Task to carry out — Every line from the one with "roof in this picture */" to the end of the entries, both included, is to be copied exactly; the other lines stay out.

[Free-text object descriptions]
★ ★ ★

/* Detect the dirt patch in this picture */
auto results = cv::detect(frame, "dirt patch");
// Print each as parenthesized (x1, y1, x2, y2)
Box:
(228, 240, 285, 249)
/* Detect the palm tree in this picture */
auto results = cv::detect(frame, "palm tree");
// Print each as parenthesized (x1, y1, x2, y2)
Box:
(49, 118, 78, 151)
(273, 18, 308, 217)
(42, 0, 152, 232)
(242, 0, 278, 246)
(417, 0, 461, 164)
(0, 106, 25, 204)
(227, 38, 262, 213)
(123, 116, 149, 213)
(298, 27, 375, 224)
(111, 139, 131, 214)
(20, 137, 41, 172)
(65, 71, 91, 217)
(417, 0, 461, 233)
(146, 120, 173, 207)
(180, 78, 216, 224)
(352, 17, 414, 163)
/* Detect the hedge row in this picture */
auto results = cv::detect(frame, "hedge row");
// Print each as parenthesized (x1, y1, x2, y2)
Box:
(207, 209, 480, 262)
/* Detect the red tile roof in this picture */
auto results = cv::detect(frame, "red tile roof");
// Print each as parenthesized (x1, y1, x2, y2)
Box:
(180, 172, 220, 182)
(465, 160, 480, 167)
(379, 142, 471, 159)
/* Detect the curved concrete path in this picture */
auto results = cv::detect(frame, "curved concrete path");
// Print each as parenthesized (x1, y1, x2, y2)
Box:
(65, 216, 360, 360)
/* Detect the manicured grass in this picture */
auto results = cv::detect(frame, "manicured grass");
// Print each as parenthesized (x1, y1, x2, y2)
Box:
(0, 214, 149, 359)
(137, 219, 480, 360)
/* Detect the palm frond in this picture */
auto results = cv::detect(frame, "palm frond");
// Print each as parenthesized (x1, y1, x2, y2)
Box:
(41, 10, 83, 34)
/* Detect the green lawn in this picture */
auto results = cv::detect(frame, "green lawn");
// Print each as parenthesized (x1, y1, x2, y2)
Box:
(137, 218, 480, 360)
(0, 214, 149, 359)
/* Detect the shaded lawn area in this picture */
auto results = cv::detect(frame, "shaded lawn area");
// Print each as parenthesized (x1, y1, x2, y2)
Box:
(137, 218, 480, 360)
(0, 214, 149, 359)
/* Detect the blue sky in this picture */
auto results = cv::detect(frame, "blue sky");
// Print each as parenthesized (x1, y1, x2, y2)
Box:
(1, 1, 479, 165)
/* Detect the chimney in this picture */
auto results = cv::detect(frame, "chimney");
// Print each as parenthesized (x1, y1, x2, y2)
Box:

★ ★ ★

Result for this exercise —
/* Detect the red tile roof in this picture */
auto results = cv::detect(frame, "red tile roof");
// Print each as parenthesized (x1, y1, x2, y2)
Box:
(180, 172, 220, 182)
(465, 160, 480, 167)
(379, 142, 471, 159)
/* Detect the curved concrete path in this picture */
auto results = cv::detect(frame, "curved concrete path");
// Print each as parenthesized (x1, y1, x2, y2)
Box:
(65, 216, 360, 360)
/* Detect the manicured grass in this picture */
auto results = cv::detect(frame, "manicured grass");
// Print each as parenthesized (x1, y1, x2, y2)
Box:
(0, 214, 149, 359)
(137, 219, 480, 360)
/* Detect the palm frond in this picture */
auto results = cv::detect(frame, "palm frond");
// Print each as parenthesized (x1, y1, x2, y2)
Box:
(41, 10, 83, 34)
/* Detect the green lawn in this picture */
auto results = cv::detect(frame, "green lawn");
// Print each as parenthesized (x1, y1, x2, y2)
Box:
(137, 218, 480, 360)
(0, 214, 149, 359)
/* Detect the shaded lawn area in this picture */
auto results = cv::detect(frame, "shaded lawn area");
// Print each as parenthesized (x1, y1, x2, y2)
Box:
(137, 218, 480, 360)
(0, 214, 149, 359)
/* Detect the blue sky in this picture */
auto results = cv::detect(frame, "blue sky");
// Print each as parenthesized (x1, y1, x2, y2)
Box:
(1, 1, 479, 165)
/* Detect the chimney in this picture */
auto results = cv::detect(frame, "chimney");
// Print each as parenthesized (x1, y1, x2, y2)
Box:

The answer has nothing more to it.